Après ces années un peu floues, je me suis mise à faire mes choix, à choisir ma voix en m’écoutant, en me souvenant toujours de ce qui n’était pas négociable. ça m’a aussi évité de faire n’importe quoi ou de suivre l’avis de n’importe qui 🙂 Je pense deviner par où tu passes et/ou est passée, et je ne vais pas te dire que ça va être, du jour au lendemain, plus léger. Mais accorde-toi les trêves, les belles et vraies trêves. Tu seras seule à te prendre en main, mais je me doute que tu le sais déjà. Et le temps fait son oeuvre. Les années passent horriblement vite lorsque tu vis intensément et sans compromis avec tes principes. Mais on y arrive, on y arrive et lorsque l’on prend le temps un jour de refaire le point sur tout ce qui s’est passé, à peine 5 ans après, tu auras l’impression que des siècles se sont écoulés. Je ne te connais pas et il est possible que tout ce que j’ai écris ne serve rien finalement, mais je n’ai pas renoncé 😉 et je te souhaite, du haut de mes petites convictions un peu plus lucides maintenant, de vivre heureuse sans renoncer à ta révolte. Moi je croyais qu’elle allait juste me briser, mais j’ai tellement construit depuis 🙂
On est jamais “entier”, on construit et reconstruit toujours sur ce que l’absurdité et les erreurs nous ont laissé faire faire. Mais si tu te choisis libre, si tu deviens le maître de ton navire^^ bref on connaît le refrain, on peut le faire joyeusement et férocement libre 🙂 Je connais beaucoup de gens qui ont eu ce déclic et façons très diverses. En lisant les bouquins de Sartre ou de Camus, en faisant une overdose et en frôlant la mort, en se confrontant à un non-dit familial, ou juste un jour sans savoir pourquoi, en fumant une clope entre potes.

**TRAVAIL À RÉALISER:** Prolongez le témoignage sur la révolte et la liberté en reprenant juste après sa dernière phrase.

(Données de localisation de points)
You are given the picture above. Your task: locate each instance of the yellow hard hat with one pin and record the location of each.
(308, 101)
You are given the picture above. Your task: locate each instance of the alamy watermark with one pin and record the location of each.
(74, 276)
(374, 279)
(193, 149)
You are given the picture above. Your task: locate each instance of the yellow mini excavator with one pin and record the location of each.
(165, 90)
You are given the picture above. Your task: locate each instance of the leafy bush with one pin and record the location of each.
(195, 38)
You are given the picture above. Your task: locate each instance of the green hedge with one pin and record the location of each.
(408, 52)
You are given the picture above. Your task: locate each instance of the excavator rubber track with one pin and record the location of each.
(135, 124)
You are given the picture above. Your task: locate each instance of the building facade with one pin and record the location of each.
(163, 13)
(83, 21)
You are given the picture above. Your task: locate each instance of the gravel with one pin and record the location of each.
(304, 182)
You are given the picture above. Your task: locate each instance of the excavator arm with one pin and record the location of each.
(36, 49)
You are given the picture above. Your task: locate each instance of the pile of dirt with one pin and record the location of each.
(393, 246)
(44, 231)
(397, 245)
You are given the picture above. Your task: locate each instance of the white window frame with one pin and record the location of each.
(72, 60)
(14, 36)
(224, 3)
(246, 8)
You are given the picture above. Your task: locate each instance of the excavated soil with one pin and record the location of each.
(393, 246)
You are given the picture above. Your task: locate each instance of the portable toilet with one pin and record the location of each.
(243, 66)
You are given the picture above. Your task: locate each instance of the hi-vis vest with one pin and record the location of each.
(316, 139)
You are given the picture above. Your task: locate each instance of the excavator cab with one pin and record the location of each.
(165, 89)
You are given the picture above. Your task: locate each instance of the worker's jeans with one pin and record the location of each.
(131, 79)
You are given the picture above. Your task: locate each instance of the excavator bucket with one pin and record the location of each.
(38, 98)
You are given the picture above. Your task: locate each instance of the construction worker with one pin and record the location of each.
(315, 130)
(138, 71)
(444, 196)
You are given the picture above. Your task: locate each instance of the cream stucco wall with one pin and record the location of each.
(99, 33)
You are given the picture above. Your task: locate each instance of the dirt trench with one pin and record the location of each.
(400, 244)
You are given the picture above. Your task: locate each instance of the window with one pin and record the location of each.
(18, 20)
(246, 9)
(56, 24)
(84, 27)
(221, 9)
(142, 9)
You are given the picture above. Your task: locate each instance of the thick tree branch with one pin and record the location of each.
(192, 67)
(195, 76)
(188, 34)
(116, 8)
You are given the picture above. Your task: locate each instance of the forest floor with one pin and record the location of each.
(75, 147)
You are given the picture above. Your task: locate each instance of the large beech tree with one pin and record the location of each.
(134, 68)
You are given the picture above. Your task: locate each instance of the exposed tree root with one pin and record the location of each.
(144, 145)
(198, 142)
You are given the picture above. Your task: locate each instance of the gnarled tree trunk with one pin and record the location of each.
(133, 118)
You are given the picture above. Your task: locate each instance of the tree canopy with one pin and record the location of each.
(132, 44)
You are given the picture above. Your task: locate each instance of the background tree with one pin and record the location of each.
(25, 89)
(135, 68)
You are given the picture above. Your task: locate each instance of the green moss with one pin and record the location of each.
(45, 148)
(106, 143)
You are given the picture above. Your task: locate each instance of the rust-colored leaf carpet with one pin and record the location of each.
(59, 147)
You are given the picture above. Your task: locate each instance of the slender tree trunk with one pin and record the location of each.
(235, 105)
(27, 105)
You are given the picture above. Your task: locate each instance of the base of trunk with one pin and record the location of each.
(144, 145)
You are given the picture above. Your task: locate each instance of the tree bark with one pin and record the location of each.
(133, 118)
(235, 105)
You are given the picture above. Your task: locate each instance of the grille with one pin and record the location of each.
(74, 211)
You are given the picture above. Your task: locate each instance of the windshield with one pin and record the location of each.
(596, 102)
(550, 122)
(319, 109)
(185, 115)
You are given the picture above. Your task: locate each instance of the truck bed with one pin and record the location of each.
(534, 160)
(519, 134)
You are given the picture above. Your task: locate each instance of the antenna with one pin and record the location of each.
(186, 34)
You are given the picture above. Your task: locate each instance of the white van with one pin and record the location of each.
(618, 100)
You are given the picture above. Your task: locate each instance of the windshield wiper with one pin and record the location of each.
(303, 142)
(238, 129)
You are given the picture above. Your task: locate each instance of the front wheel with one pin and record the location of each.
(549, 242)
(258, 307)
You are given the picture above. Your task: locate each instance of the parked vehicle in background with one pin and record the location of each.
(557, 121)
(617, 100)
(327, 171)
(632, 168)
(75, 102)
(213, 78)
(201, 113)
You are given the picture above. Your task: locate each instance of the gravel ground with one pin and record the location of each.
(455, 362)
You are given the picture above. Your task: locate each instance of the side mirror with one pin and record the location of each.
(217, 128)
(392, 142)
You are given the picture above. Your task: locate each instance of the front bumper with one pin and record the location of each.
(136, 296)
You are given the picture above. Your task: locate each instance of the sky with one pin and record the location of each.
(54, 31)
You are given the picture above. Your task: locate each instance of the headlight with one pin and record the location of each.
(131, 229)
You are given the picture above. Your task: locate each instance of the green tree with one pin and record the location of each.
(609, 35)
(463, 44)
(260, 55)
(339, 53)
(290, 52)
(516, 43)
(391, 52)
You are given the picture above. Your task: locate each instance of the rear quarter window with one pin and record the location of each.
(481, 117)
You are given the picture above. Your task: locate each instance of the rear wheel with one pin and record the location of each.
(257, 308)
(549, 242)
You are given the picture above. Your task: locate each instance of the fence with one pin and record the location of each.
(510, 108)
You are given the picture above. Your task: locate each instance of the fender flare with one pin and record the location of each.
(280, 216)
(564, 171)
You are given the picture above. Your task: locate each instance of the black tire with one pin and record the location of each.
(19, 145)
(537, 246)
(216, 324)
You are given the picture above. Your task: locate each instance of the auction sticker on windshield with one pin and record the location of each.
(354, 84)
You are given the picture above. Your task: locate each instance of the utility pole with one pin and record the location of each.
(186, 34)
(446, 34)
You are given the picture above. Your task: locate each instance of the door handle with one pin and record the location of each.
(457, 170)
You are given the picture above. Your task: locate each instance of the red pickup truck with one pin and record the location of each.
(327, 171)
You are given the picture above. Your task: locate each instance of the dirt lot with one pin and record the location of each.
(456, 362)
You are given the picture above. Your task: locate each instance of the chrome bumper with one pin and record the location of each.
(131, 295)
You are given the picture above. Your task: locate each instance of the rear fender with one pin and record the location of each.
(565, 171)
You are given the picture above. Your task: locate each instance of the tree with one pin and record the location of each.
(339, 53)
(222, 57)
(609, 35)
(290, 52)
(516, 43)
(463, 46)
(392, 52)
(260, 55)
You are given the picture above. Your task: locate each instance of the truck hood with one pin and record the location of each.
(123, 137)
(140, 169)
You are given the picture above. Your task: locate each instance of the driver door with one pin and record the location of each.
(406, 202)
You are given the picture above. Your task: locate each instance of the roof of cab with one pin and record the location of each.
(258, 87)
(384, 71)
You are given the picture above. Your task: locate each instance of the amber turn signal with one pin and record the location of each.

**RÉPONSE:**
Sois douce, patiente et humble envers toi. Je te souhaite beaucoup de courage mais souviens-toi que tu n’es pas là seule, que nous sommes plusieurs à nous battre simplement pour rester libres et cohérents, quelque soit notre petite histoire.
N’attends pas l’avis d’un médecin qui te dira que “ça y est c’est officiel vous allez mieux”. Et les psys en général attendent que ce soit toi qui leur annonce la bonne nouvelle 🙂 Personne n’a à exiger de toi que tu portes un masque. Personne d’autre que toi ne peut et ne doit définir ce que tu es. On m’avait dit “discrète”, “trop fragile”, aujourd’hui je me prouve encore qu’une définition est toujours une caricature, que chaque jour tout se rejoue. Ne laisse personne décider pour toi. C’est ce que je m’efforce de faire, et parfois ça exige de prendre son courage à deux mains et de perdre les gens qui voulaient que tu restes telle qu’ils voulaient que tu sois, et qui refusent de t’aimer telle que tu es. Ou alors parfois il leur faut juste un peu de temps à eux aussi. Être cohérente, sincère, heureuse, sereine, envers toi et envers les autres, c’est sans doute la première chose que tu te dois et que tu leurs dois. Je te souhaite de ne jamais renoncer. J’espère de tout mon cœur que tu arriveras.